MATERIAL FOR THIS EXERCISE Block Start

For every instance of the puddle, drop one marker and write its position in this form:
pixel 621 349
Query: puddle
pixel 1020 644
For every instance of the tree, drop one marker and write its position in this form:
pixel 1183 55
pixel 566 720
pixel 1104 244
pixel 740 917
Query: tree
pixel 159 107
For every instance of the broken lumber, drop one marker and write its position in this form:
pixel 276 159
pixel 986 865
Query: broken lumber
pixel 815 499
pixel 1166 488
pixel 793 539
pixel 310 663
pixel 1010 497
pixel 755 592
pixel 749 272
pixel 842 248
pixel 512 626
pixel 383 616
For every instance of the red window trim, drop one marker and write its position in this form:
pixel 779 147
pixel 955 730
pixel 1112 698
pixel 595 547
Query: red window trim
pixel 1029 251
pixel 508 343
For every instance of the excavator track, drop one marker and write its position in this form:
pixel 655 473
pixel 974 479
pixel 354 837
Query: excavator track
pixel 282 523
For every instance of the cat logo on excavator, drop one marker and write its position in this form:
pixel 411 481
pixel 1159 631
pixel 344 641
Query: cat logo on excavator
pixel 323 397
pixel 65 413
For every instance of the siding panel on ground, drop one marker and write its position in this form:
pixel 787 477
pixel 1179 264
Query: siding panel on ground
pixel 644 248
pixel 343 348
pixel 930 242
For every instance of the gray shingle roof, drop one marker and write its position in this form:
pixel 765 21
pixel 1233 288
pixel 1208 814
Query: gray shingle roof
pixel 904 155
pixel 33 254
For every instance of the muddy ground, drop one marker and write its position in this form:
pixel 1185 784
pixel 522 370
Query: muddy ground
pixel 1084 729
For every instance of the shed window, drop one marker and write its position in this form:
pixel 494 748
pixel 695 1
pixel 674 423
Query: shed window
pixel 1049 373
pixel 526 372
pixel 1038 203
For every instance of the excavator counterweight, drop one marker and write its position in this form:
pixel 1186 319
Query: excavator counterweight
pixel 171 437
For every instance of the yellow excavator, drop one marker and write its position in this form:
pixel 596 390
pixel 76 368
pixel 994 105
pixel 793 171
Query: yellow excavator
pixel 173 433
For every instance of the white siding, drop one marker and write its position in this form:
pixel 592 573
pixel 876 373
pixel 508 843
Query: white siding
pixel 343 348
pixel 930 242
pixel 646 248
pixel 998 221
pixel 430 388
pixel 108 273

MATERIAL FOR THIS EXERCISE Block End

◆ **PROMPT**: Each line above should be duplicated without any alteration.

◆ **RESULT BELOW**:
For every instance of the puddle, drop one marker and write its position in this form:
pixel 621 349
Query: puddle
pixel 1020 644
For every instance of the tree, drop one marker and write its position in this form:
pixel 1183 55
pixel 566 720
pixel 1104 244
pixel 740 917
Query: tree
pixel 159 107
For every instance of the broken lumber, drop one marker and write its position in this form:
pixel 276 159
pixel 986 865
Query: broken lumber
pixel 815 499
pixel 1166 488
pixel 793 539
pixel 310 663
pixel 1010 497
pixel 755 592
pixel 749 272
pixel 842 248
pixel 512 626
pixel 383 616
For every instance of the red window trim, drop one marker and write its position in this form:
pixel 779 147
pixel 955 730
pixel 1112 698
pixel 595 547
Query: red window trim
pixel 1029 251
pixel 508 343
For every instance of the excavator track, drop one marker and write its position in this form:
pixel 655 473
pixel 974 479
pixel 354 837
Query: excavator track
pixel 282 523
For every instance of the cat logo on excavator, drop one marker and write its position in this form:
pixel 411 481
pixel 1159 631
pixel 344 641
Query: cat logo on excavator
pixel 323 397
pixel 65 413
For every instance of the siding panel on ground, drop one marker and write its position in this form:
pixel 787 477
pixel 1179 264
Query: siding panel on ground
pixel 644 248
pixel 343 348
pixel 930 242
For every instance of the gray shingle roof, drop one marker and write its position in this form:
pixel 765 21
pixel 1233 288
pixel 1208 814
Query: gray shingle roof
pixel 904 155
pixel 33 254
For every instance of the muddy ground, drop one marker and write its position in this form:
pixel 1185 784
pixel 522 370
Query: muddy ground
pixel 1084 729
For every instance of the shed window, drop one marker and write its position in this form:
pixel 494 748
pixel 695 1
pixel 674 423
Query: shed window
pixel 1049 373
pixel 526 372
pixel 1038 203
For every instance of the excavator counterweight, drop one marker and write its position in this form:
pixel 1186 319
Query: excavator counterweight
pixel 171 437
For every instance of the yellow excavator, drop one marker and write its position in this form:
pixel 596 390
pixel 76 368
pixel 994 105
pixel 793 171
Query: yellow excavator
pixel 173 433
For every instance of the white siding, drop one marker and write its position in this form:
pixel 592 573
pixel 876 373
pixel 508 843
Query: white siding
pixel 343 348
pixel 930 242
pixel 646 248
pixel 998 221
pixel 430 388
pixel 108 273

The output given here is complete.